§ **Task 1**:
In the passage on new GMOs, which soil bacterium is used to create current CRISPR products?
§ **Task 2**:
Write the next part of the passage on new GMOs, starting after its last sentence.

§ **Text block**:
________________________________________
The complexity and sophistication with which these gene sequences interact are far beyond the capacity of our current scientific understanding, which is why manipulating genes in isolation, in the ways allowed by genetic engineering, is so problematic. Whether a GMO is created by combining genes from multiple species (as in traditional transgenics) or by rearranging or silencing genes within a species, the fundamental premise remains the same—the flawed idea that genes can be reduced to isolated functions, without regard for the complex interplay of the entire genome.
What are new GMOs?
New genetic engineering techniques such as CRISPR, RNAi, ODM, gene drives and other types of so-called “gene editing” generally do not contain foreign DNA in the finished product. Interestingly, though, that doesn’t always mean that the genetic engineering process itself is not transgenic. For example, current CRISPR products are created by using the same soil bacterium used in HT crops (Agrobacterium tumefaciens) to carry another foreign bacterial or archaebacterial gene inside the cell nucleus of a plant. Through this process, the DNA of the host plant is modified with the capacity to produce a new enzyme that makes changes to the plant’s DNA. Although the finished CRISPR product doesn’t contain the transgenes from the bacteria, it does retain the changes that were made to the DNA, and the process still relies on transgenic techniques.
Regardless of whether foreign DNA is used, though, any process where nucleic acid is engineered in a laboratory is genetic engineering, and the resulting products are GMOs.
________________________________________
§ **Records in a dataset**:
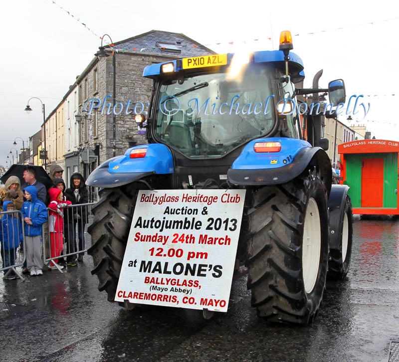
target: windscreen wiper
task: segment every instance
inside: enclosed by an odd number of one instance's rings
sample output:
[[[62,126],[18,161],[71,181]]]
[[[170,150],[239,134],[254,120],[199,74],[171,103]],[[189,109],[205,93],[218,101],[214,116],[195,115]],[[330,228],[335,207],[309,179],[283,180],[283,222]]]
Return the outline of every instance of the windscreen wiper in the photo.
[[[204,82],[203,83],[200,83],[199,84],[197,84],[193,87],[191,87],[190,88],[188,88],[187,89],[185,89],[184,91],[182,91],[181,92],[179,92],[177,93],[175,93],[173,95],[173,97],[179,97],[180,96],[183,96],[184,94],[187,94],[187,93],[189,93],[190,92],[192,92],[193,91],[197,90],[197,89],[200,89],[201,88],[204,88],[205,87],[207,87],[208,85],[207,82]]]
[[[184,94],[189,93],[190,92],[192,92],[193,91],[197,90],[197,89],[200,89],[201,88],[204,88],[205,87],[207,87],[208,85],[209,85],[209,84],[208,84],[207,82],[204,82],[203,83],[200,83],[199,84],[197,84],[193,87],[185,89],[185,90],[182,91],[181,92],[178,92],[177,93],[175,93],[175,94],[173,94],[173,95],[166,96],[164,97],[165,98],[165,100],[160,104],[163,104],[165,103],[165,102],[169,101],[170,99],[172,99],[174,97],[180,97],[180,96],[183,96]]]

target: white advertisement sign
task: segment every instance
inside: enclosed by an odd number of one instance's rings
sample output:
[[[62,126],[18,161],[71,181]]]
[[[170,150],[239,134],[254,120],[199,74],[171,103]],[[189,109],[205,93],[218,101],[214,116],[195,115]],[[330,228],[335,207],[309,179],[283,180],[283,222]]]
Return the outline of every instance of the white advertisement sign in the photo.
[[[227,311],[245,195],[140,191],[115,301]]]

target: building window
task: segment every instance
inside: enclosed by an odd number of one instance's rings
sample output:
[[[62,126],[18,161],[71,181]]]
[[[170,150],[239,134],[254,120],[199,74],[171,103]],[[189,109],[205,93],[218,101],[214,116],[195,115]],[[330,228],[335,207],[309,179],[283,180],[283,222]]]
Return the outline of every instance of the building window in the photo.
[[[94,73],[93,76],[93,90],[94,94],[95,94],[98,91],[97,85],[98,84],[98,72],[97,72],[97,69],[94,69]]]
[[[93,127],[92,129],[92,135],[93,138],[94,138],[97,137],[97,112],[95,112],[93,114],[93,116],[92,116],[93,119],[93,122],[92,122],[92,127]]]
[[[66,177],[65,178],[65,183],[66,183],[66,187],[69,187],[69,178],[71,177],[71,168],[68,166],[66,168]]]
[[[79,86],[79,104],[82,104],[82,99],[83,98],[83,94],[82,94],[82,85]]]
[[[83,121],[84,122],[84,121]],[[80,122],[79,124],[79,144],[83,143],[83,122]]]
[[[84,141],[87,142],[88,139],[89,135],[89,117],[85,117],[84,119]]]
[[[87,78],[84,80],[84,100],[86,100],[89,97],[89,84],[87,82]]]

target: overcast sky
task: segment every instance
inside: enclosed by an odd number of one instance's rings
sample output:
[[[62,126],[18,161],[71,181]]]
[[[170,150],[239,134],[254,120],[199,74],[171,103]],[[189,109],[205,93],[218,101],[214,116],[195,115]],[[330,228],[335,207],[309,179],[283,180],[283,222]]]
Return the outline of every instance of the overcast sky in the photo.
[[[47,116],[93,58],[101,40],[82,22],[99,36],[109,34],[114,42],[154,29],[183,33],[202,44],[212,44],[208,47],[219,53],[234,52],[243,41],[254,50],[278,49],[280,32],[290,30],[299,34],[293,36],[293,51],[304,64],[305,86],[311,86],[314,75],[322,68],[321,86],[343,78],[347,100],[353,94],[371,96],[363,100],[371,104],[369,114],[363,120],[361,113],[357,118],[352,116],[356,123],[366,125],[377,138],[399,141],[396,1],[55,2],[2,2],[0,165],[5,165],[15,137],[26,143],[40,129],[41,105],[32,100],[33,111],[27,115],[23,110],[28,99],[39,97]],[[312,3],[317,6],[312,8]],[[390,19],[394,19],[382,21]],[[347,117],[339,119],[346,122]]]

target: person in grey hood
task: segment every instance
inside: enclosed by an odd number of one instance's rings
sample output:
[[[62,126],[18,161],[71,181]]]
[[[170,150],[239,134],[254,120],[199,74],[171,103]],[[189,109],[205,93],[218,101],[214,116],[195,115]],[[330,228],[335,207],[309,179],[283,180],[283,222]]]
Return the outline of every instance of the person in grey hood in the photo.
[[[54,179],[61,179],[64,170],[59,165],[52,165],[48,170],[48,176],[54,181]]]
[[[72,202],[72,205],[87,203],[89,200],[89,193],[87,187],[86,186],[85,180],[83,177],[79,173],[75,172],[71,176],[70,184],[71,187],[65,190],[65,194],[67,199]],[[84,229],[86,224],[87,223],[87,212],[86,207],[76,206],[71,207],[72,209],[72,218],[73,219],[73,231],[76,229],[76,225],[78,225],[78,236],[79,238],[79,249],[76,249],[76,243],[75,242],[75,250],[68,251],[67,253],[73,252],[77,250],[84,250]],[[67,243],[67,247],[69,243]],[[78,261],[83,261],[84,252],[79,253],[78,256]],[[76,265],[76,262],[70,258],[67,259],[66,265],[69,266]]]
________________________________________
§ **Exercise output 1**:
Agrobacterium tumefaciens

§ **Exercise output 2**:
This also includes what is sometimes referred to as “synthetic biology” or “synbio.” Synthetic biology generally refers to the use of genetically engineered microbes to produce novel compounds that taste or smell like familiar substances but don’t actually come from the natural source. For example, genetically engineered yeasts (fed a growth medium based on GMO corn or sugar beet) are now being used to create experimental products and proteins that developers claim are molecularly identical to vanilla, stevia, cow’s milk, and even human breast milk.
Non-GMO Project Leadership
The Non-GMO Project has always held a firm position that anything produced with genetic engineering is a GMO. Our research team continually monitors not only how the techniques are evolving, but also what specific products are being created and how they are impacting the supply chain. When a product becomes commercially widespread, we add it to the Standard’s “High-Risk List” (Appendix B of the Non-GMO Project Standard). This High-Risk list is organized into Testable and Non-Testable GMOs, with corresponding requirements for proving non-GMO status for use in a Non-GMO Project Verified product.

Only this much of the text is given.